-------- DATA LISTING --------

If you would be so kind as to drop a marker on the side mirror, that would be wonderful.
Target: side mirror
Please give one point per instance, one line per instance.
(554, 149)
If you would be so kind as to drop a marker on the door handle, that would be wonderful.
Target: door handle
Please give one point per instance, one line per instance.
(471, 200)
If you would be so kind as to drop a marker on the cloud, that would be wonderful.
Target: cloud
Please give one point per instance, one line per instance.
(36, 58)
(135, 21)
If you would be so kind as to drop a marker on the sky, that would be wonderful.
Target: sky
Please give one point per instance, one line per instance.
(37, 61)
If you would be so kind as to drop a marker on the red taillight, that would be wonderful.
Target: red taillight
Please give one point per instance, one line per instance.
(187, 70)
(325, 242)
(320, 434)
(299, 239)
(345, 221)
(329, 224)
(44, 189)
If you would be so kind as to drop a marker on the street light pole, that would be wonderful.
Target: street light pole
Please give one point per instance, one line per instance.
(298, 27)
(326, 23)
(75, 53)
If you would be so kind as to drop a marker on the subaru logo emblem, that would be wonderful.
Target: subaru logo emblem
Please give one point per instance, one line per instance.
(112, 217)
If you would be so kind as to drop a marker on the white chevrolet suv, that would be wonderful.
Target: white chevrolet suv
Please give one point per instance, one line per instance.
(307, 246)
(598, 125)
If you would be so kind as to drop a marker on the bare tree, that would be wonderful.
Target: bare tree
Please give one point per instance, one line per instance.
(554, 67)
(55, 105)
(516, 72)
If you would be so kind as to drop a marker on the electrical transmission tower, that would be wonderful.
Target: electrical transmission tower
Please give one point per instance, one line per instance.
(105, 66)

--------

**TASK PROMPT**
Reproduce the material above without altering a single character.

**EXERCISE ANSWER**
If you would be so kind as to drop a marker on the side mirror, that would be wonderful.
Target: side mirror
Please give one point per instance, one line per instance.
(554, 149)
If you would be so kind as to drop a marker on the door handle, that would be wonderful.
Target: door handle
Please give one point per instance, one line per instance.
(471, 200)
If you would be so kind as to drop a marker on the cloud, that would be wonderful.
Target: cloud
Please give one point per instance, one line per instance.
(36, 58)
(135, 21)
If you would be so kind as to drop a marker on the sky, that would be wonderful.
Target: sky
Please give one point per instance, one line per instance.
(37, 61)
If you would be so kind as to drop a marker on the red taillight, that would be wonderful.
Target: red taillight
Please give one point per instance, one line per instance.
(187, 70)
(325, 242)
(320, 434)
(299, 239)
(345, 221)
(329, 224)
(44, 189)
If you would be so kind as to drop a marker on the street light pole, that would be wonderful.
Target: street light pole
Please give one point per instance, one line per instance.
(298, 27)
(326, 23)
(75, 53)
If you would be so kind as to drop a marker on the subaru logo emblem, that would be wonderful.
Target: subaru logo emblem
Please give one point per instance, one line per instance.
(112, 217)
If you would be so kind as to drop a marker on the white chevrolet suv, that would be wonderful.
Target: white chevrolet suv
Please give one point per instance, one line per instance.
(307, 246)
(598, 125)
If you would be so kind as to drop a marker on the bare tree, that would be wonderful.
Target: bare tree
Please give one point per instance, one line per instance.
(554, 67)
(55, 105)
(516, 72)
If you would be so kind as to drop a marker on the electrical transmission tower, that would be wonderful.
Target: electrical transmission tower
Please give one point per instance, one line per instance.
(105, 66)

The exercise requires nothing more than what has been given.